#### Extracted entries

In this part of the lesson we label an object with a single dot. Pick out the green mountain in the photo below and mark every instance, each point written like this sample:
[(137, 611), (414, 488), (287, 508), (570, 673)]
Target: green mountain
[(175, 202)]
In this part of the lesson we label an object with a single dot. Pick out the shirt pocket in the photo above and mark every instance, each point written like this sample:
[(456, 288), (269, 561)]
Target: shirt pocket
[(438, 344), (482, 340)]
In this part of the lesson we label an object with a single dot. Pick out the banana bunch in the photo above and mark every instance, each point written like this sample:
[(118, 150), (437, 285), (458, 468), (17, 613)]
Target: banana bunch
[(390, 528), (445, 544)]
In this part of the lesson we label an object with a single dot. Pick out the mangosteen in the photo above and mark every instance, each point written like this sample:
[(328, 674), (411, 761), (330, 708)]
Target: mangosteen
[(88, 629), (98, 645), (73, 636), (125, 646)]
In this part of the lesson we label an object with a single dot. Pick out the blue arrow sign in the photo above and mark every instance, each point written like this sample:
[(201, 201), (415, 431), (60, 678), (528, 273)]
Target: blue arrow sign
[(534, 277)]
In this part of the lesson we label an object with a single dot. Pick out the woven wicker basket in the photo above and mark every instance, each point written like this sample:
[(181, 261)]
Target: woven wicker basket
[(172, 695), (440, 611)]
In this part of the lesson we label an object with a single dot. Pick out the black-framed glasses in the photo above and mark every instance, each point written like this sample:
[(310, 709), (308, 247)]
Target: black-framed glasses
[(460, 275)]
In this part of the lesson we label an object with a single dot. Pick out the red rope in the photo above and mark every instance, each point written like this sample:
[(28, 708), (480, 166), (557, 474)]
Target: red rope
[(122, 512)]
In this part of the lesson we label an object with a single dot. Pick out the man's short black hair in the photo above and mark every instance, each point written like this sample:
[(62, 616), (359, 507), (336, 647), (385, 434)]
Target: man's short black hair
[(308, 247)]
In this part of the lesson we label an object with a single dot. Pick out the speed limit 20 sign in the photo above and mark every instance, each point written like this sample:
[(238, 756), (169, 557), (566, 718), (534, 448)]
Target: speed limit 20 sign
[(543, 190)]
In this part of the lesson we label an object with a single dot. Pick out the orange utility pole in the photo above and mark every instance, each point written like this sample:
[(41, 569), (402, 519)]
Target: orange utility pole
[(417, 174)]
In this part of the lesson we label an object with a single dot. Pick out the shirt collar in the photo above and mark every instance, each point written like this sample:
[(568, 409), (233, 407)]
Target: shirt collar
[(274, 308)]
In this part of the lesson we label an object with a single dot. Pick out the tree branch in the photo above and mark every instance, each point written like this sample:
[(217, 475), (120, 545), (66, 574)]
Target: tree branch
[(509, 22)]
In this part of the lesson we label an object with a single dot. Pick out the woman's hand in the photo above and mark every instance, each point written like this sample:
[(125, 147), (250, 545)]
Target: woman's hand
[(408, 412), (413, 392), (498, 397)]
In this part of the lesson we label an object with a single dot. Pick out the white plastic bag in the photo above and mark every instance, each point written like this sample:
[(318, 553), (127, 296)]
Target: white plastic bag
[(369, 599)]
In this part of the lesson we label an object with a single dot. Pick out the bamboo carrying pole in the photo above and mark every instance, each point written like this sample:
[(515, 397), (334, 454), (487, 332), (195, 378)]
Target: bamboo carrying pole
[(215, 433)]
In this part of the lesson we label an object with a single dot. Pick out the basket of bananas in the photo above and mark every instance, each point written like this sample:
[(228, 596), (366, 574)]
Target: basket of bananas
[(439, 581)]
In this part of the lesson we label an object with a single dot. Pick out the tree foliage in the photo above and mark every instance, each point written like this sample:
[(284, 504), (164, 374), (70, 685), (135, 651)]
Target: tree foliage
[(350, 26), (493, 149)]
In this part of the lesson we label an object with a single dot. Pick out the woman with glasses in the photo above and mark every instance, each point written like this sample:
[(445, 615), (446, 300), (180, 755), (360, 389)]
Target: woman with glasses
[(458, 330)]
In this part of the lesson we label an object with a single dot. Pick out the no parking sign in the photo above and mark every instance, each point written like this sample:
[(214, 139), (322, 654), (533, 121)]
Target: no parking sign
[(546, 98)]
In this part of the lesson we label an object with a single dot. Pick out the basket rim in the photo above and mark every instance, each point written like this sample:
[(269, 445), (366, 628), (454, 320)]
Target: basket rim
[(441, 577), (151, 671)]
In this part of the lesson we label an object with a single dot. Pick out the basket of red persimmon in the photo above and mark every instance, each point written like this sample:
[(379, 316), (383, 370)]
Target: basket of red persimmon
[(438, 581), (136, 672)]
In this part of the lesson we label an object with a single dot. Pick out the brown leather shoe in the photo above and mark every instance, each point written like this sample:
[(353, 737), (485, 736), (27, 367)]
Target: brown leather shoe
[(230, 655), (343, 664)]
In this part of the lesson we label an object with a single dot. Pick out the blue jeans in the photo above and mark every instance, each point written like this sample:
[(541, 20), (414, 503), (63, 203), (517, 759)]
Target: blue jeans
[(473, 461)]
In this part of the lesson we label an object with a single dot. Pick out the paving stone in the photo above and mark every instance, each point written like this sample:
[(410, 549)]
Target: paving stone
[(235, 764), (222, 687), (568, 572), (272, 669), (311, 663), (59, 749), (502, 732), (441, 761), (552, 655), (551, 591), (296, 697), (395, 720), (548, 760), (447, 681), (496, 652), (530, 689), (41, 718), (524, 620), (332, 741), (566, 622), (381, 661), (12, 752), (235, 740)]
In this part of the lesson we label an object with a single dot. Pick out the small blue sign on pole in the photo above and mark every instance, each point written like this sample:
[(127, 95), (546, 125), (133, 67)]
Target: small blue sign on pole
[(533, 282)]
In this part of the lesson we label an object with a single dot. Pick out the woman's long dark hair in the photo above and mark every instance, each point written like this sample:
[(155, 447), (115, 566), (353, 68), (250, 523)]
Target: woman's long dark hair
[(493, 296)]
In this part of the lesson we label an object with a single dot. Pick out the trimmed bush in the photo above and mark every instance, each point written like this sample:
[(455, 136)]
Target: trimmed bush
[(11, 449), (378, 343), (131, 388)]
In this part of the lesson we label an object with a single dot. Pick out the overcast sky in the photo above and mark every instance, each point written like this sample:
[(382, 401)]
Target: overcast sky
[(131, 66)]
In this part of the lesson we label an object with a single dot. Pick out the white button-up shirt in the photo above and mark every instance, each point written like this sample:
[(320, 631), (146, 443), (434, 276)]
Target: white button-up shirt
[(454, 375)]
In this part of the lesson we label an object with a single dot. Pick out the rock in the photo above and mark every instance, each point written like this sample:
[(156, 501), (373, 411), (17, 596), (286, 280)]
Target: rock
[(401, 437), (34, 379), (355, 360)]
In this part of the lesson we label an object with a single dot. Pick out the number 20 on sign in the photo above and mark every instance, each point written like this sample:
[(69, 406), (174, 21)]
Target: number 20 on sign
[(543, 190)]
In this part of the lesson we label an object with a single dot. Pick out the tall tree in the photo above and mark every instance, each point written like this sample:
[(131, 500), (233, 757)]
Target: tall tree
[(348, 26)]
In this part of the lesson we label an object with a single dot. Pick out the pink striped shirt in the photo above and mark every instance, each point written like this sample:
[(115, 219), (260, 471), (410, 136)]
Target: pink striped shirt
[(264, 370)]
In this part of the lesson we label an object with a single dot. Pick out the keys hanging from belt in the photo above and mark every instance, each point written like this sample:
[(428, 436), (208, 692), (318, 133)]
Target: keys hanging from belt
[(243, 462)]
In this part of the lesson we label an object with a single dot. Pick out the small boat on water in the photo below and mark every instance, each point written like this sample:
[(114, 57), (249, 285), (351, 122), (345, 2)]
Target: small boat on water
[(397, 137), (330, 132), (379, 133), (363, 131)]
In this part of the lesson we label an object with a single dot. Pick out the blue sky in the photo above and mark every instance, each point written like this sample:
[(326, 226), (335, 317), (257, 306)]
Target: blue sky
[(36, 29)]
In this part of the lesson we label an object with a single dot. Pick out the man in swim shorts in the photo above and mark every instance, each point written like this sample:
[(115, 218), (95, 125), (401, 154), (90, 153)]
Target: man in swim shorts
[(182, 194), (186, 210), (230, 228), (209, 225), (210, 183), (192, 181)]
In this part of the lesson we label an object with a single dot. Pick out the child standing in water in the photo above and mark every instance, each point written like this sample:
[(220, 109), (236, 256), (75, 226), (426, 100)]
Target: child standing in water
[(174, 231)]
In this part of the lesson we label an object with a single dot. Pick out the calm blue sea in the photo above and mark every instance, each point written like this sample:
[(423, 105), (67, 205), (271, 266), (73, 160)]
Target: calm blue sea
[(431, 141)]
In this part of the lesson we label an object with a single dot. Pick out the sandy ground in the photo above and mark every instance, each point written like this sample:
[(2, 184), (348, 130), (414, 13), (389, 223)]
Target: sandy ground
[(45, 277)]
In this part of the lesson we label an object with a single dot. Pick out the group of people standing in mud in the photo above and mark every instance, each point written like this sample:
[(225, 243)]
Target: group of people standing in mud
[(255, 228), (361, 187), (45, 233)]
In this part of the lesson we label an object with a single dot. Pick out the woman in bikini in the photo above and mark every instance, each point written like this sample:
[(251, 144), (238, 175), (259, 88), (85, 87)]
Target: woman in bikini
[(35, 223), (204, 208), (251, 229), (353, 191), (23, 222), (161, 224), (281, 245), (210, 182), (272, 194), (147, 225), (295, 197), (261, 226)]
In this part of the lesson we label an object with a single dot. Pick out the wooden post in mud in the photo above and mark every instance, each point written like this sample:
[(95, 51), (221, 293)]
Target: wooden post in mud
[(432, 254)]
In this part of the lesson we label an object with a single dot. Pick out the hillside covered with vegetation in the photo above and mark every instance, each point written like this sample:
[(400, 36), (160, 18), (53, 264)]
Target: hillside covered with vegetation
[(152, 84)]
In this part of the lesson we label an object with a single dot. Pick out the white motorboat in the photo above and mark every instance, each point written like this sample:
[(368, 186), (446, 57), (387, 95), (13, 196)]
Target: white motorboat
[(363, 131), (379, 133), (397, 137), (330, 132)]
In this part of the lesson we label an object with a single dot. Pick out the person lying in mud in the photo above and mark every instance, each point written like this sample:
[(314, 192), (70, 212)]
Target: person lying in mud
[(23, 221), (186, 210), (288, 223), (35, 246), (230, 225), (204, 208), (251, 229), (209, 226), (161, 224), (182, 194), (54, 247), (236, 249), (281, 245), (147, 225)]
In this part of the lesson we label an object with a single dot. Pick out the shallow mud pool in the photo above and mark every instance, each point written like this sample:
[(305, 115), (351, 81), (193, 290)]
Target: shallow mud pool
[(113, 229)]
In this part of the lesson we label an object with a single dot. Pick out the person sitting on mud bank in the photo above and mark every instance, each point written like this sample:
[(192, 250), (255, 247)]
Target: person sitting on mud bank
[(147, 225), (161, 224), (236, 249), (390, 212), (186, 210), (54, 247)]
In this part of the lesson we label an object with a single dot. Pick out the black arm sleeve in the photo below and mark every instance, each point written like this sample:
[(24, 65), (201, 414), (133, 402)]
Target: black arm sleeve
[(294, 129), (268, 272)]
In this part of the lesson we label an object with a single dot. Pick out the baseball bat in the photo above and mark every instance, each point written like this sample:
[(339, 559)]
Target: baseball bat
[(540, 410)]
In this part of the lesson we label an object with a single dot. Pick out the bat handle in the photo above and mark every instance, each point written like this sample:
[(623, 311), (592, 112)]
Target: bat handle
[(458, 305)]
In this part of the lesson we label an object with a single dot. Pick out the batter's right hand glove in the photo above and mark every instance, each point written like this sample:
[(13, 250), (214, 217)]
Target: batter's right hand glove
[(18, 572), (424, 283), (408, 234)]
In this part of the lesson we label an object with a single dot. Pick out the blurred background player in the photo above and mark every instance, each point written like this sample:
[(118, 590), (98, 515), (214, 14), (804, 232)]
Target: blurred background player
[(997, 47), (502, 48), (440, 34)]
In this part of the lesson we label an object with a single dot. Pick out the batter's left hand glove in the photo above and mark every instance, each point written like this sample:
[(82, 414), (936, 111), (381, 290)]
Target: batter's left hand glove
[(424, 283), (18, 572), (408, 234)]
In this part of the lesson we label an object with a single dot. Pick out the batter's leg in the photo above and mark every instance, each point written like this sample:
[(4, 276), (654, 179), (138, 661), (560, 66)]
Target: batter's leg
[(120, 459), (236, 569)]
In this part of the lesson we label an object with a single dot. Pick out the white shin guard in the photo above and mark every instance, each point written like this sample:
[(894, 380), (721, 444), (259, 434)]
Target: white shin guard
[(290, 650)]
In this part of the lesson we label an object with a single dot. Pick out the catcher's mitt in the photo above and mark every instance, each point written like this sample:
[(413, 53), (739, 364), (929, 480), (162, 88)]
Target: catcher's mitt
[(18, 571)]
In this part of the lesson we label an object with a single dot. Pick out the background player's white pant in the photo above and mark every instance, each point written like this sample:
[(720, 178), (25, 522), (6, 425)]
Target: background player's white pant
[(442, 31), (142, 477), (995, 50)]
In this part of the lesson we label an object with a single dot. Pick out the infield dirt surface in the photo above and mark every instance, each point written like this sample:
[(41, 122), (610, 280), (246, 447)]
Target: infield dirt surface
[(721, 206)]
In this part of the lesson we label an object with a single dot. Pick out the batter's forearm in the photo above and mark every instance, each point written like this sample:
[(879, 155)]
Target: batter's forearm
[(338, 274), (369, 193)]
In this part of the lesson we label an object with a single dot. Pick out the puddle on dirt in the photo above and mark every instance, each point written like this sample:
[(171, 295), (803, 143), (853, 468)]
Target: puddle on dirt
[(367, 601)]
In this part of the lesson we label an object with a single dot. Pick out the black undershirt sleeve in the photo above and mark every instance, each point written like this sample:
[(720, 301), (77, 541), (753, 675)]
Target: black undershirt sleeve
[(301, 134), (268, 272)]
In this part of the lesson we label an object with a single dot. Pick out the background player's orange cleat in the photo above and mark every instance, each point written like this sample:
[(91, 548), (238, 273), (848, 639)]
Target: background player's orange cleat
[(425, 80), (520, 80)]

########

Copy from the entries only those lines that hold the word "below".

In this part of the lesson we label an object with a single dot. Pick out the green mountain in the photo below and mark every instance, each point written like this sample:
In this part of the lesson we label an object with a single dot. Pick out the small boat on water in the photo below and mark every instance, each point written like this sample:
In this part of the lesson we label an object with a single dot. Pick out the black arm sleeve in the photo below and mark every instance, each point written like this sample:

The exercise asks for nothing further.